Referring expression pointing data
········
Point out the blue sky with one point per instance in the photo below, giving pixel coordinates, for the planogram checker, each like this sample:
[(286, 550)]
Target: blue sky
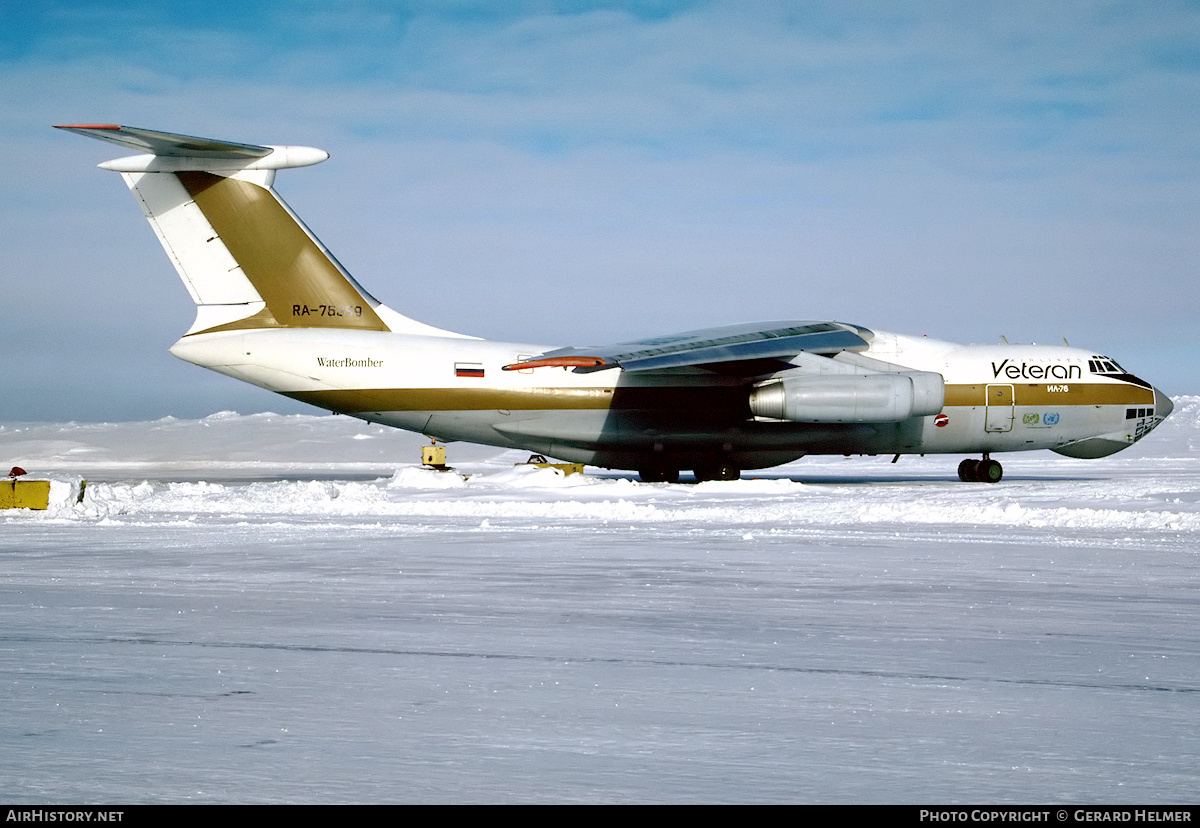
[(576, 173)]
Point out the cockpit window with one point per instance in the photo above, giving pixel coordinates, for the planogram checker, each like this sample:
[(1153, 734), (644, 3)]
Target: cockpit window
[(1104, 365)]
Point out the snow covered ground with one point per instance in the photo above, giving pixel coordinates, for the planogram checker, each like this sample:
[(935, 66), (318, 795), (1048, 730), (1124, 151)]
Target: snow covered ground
[(287, 609)]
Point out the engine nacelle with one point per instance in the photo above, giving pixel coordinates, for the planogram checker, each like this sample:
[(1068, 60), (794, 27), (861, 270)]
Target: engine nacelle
[(870, 397)]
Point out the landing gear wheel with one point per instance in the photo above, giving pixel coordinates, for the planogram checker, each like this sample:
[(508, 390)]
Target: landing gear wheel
[(967, 471), (659, 474), (989, 471), (718, 472)]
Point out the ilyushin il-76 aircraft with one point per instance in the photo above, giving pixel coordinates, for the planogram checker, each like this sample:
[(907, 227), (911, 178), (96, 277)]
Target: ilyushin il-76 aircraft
[(275, 309)]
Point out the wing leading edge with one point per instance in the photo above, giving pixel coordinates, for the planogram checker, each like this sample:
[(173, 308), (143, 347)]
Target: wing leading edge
[(711, 346)]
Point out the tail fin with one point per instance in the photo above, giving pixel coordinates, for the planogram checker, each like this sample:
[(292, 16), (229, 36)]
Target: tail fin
[(246, 259)]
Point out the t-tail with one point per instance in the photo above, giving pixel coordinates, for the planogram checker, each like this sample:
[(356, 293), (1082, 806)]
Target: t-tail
[(246, 259)]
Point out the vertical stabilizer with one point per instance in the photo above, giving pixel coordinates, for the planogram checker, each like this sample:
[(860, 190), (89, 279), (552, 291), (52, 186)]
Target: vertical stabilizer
[(245, 258)]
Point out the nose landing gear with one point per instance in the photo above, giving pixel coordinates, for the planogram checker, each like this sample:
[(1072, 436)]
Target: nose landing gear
[(981, 471)]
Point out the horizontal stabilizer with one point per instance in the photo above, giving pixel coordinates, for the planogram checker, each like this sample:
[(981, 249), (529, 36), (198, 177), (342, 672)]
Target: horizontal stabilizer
[(172, 153), (167, 144)]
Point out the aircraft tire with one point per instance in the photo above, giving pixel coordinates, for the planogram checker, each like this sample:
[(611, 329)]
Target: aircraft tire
[(659, 474), (718, 472), (969, 471), (989, 471)]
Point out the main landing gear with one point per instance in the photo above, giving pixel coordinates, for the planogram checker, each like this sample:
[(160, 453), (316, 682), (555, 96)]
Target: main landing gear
[(717, 471), (981, 471)]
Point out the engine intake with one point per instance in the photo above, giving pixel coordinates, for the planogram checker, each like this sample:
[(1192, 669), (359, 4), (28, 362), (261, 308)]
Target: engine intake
[(871, 397)]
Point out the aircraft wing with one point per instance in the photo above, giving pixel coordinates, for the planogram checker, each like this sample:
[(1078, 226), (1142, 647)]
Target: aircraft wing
[(167, 144), (730, 343)]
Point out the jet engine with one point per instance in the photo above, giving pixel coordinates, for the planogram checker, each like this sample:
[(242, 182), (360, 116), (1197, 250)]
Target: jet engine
········
§ Required action: Write the entries above out again exactly, omitting each image.

§ Result for this task:
Point out the blue sky with one point per instance in the photo below, giving pixel coordinates, for the planogram checker, each like this sample:
[(286, 550)]
Target: blue sky
[(576, 173)]
Point out the cockpit window with one point per instance in the photo above, giving pixel coordinates, for the planogram checker, each like this sample:
[(1153, 734), (644, 3)]
Target: cockpit window
[(1104, 365)]
Point out the snow covered ground with one point per instance in the photo above, giving pixel coordinates, for the planogram checker, each like this sample:
[(935, 66), (318, 795), (1048, 730), (1124, 151)]
Target: snow covered ground
[(287, 609)]
Point out the engine nacelle with one point per instance in the photo above, giving pixel coordinates, for the planogram checker, each like this sample:
[(1068, 60), (794, 27), (861, 270)]
Target: engine nacelle
[(870, 397)]
Point out the landing gear wheel with one point per instance in the photo above, giving pixel coordinates, for the planogram checker, each like this sample:
[(508, 390)]
Target: landing gear wheel
[(967, 471), (659, 474), (989, 471), (718, 472)]
Point out the ilyushin il-76 aircraft with one point per instance in the photo above, giving pixel coordinates, for the planogram checker, each like this sample:
[(907, 227), (911, 178), (96, 277)]
Target: ilyushin il-76 aircraft
[(275, 309)]
Point out the wing leading edge with one point per instance in the photo above, giving pixel coordinates, for the planogram checker, each like this sample:
[(173, 308), (143, 347)]
Target: wing leading edge
[(711, 346)]
Point out the tail fin with one point per instance in the photo above, giving pixel coordinates, for the planogram checker, each like this sample:
[(292, 16), (229, 36)]
Target: tail fin
[(246, 259)]
Point out the t-tail with one point per instance in the photo above, giving pixel coordinates, for the planogram checker, each like this sample:
[(356, 293), (1082, 806)]
Target: t-tail
[(246, 259)]
Point out the vertical stabilizer with one point per instance in the photo above, giving pixel coordinates, for the planogram checker, each like this sample:
[(860, 190), (89, 279), (552, 291), (52, 186)]
Target: vertical stabilizer
[(245, 258)]
Point out the nose landing gear with one point per instance in the photo above, giving pixel coordinates, for the planogram checker, each like this sample:
[(1072, 436)]
Target: nose landing gear
[(981, 471)]
Point out the horizontal stabilizer with one point per instance in the photo above, giving pixel coordinates, for the planogram checker, each like this sample:
[(981, 249), (529, 36), (198, 177), (342, 672)]
Target: horizontal stabilizer
[(172, 153), (167, 144)]
Point out the aircraft tire with one point per instance in the photo above, giving pixel coordinates, for the planogram checker, each like this sample:
[(611, 329)]
Target: aircraft tire
[(659, 474), (718, 472), (969, 471), (989, 471)]
Point out the main landing gear with one point per instance in the photo above, giving pixel coordinates, for the planogram checker, each like this sample:
[(160, 453), (316, 682), (555, 96)]
Target: main landing gear
[(717, 471), (981, 471)]
Point out the engine intake with one point per instance in the photo above, giving pixel coordinates, for the planogram checker, each like this sample:
[(1192, 669), (359, 4), (28, 362), (261, 308)]
Target: engine intake
[(871, 397)]
Point out the aircraft wing with one point per instance in the photo above, giving pixel coordinates, for the planogram checker, each like this sample:
[(1078, 226), (1142, 647)]
Target: aircraft wing
[(167, 144), (730, 343)]
Point out the jet engine with one point per instance in the photo above, giving pixel coordinates, for the planogram checker, each like this sample:
[(242, 182), (360, 116), (1197, 250)]
Target: jet engine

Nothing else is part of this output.